■ **Things to do**
1) According to the sucrose-seeking study text, how many animals per dose were in the Shell group shown in Fig. 6?
2) In the sucrose-seeking study text, what happened to response rates on the day after the drug microinjections, and what comparison backs this up?
3) In the sucrose-seeking study text, switch "SCH 23390" to "the drug" in the passage from "Experiment 2b: effect" to "activity. Active lever responses are indicated in Fig. 6.".

Study text below:

Active and inactive lever responding and locomotion following microinjection with SCH 23390. Each bar represents a separate group of animals (n=9–11 per group). Means±SEMs are indicated on the figure. Asterisk indicates significant difference from 0 dose and dagger indicates significant difference from Day 1 group at that dose of SCH 23390, p’s<0.01

Analyses of active lever responses and locomotor activity in the first 2 min of the NAcc core test indicated that active lever responding was greater after 30 days of forced abstinence, DAY F(1,55)=10.0, p<0.01, and that there was a significant effect of drug DOSE, F(2,55)=7.2, p<0.01. There was no significant DAY×DOSE interaction. Post hoc tests revealed that both doses of SCH 23390 reduced active lever responding. There were no significant effects of DAY or DOSE, nor an interaction of these variables on locomotor activity. These data are indicated in Fig. 5.

Fig. 5.

Fig. 5

First 2 min active lever responding and locomotion following microinjection with SCH 23390. Each bar represents a separate group of animals (n=9–11 per group). Means±SEMs are indicated on the figure. Asterisk indicates significant difference from 0 dose and dagger indicates overall significant difference from Day 1 groups, p<0.05

Shell

Active lever responding over the 2-h test session was higher after 30 days of forced abstinence (incubation of sucrose seeking), DAY F(1,54)=8.0, p<0.01. Active lever responding was reduced by SCH 23390, DOSE F(2,54)=9.7, p<0.001. There was no significant interaction between DAY and DOSE. Inactive lever responding was not affected by length of forced abstinence or by SCH 23390. Locomotor activity was decreased by SCH 23390, DOSE F(2,54)=8.1, p<0.01. Both doses of SCH 23390 reduced active lever responding and locomotor activity. Active and inactive lever responses and photobeam breaks are indicated with results of appropriate post hoc comparisons in Fig. 4. Analyses of active lever responses and locomotor activity in the first 2 min of the NAcc shell test indicated that active lever responding was greater after 30 days of forced abstinence, DAY F(1,54)=5.6, p<0.05, and that there was a significant effect of drug DOSE, F(2,54)=3.3, p<0.05. There was no significant DAY×DOSE interaction. Post hoc tests revealed that both doses of SCH 23390 reduced active lever responding. There were no significant effects of DAY or DOSE, nor an interaction of these variables on locomotor activity. These data are indicated in Fig. 5.

Experiment 2b: effect of NAcc core or shell SCH 23390 injection on sucrose self-administration

Core

Neither dose of SCH 23390 affected sucrose self-administration, nor did they affect inactive lever responding or locomotor activity. Active lever responses are indicated in Fig. 6.

Fig. 6.

Fig. 6

Active lever responses for sucrose following microinjection with SCH 23390. Means±SEMs are indicated on the figure, n=8 per dose Core, and n=9 per dose Shell

Shell

Neither dose of SCH 23390 affected sucrose self-administration, nor did they affect inactive lever responding. The high dose reduced locomotor activity, DOSE F(2,16)=4.4, p<0.05 and significant post hoc comparison (data not shown). Active lever responses are indicated in Fig. 6. Response rates of animals in either core or shell groups returned to Saline-pretreatment levels the day following drug microinjections (RM ANOVAs comparing days following SCH 23390 injections to Saline n.s., data not shown).

End of Study text.
Input data below:

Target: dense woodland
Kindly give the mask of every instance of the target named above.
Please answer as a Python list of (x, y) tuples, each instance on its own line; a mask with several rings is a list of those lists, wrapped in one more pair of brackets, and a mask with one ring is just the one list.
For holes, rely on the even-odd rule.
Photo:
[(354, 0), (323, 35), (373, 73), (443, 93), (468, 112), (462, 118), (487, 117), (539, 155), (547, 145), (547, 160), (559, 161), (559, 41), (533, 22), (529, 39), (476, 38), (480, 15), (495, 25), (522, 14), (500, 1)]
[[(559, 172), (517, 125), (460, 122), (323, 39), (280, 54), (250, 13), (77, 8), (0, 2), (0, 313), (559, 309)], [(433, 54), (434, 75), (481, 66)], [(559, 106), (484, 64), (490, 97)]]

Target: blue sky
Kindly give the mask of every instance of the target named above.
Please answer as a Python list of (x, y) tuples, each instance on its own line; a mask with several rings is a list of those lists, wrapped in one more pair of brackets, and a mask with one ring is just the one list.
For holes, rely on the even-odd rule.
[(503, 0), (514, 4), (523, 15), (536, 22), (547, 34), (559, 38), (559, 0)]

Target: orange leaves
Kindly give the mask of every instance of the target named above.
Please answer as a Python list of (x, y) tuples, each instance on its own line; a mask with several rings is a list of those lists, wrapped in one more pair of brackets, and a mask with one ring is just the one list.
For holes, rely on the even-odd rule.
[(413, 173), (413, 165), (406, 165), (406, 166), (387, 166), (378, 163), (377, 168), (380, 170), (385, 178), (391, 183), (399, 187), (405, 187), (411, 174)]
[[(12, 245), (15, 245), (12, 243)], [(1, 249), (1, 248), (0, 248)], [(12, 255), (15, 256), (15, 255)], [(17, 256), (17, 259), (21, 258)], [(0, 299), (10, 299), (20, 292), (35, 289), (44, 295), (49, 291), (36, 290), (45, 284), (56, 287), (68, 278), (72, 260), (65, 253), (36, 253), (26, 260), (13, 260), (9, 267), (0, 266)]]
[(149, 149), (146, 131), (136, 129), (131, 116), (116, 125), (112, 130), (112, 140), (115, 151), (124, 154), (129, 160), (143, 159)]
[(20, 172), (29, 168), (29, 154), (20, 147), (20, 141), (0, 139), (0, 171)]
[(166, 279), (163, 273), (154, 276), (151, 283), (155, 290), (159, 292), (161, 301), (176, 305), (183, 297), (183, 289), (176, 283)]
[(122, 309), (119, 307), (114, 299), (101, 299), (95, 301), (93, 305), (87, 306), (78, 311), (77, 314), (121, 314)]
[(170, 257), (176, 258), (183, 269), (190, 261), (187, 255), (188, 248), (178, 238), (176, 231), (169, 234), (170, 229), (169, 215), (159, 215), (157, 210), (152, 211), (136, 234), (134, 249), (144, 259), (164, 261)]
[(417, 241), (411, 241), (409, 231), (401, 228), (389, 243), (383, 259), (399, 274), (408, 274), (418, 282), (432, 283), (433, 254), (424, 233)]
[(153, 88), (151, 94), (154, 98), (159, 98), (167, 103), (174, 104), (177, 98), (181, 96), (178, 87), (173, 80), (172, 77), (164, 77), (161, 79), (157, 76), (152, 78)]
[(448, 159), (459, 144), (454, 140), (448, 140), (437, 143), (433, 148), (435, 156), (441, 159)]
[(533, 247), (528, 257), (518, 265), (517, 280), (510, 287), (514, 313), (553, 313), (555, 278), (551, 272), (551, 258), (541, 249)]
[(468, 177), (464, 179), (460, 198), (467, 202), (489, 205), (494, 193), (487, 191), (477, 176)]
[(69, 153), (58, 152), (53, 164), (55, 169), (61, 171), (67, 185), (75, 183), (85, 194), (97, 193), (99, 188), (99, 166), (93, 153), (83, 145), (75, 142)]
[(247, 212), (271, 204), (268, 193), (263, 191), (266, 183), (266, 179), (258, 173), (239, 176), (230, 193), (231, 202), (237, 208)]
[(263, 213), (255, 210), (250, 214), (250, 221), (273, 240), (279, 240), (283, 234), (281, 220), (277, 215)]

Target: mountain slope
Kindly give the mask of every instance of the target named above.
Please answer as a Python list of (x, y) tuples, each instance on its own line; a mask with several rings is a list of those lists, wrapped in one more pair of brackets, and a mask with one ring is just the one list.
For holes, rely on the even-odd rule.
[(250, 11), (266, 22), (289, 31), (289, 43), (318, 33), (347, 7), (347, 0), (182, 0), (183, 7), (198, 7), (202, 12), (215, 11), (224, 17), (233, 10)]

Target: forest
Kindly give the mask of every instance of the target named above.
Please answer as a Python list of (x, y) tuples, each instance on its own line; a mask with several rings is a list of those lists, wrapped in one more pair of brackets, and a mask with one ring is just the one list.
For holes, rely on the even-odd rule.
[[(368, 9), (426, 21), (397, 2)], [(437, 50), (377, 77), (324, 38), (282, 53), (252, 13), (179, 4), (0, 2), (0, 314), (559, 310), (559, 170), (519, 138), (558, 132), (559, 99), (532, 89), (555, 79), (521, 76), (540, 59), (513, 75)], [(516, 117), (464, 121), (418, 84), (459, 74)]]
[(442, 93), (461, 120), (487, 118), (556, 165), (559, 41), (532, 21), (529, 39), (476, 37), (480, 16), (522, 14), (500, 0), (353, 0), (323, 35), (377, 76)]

End of Input data.

■ **Expected responses**
1) There were 9 animals per dose in the Shell group.

2) Response rates in both the core and shell groups returned to Saline-pretreatment levels the day after the microinjections. Repeated-measures ANOVAs comparing the days after the SCH 23390 injections to Saline showed no significant difference.

3)
Experiment 2b: effect of NAcc core or shell the drug injection on sucrose self-administration

Core

Neither dose of the drug affected sucrose self-administration, nor did they affect inactive lever responding or locomotor activity. Active lever responses are indicated in Fig. 6.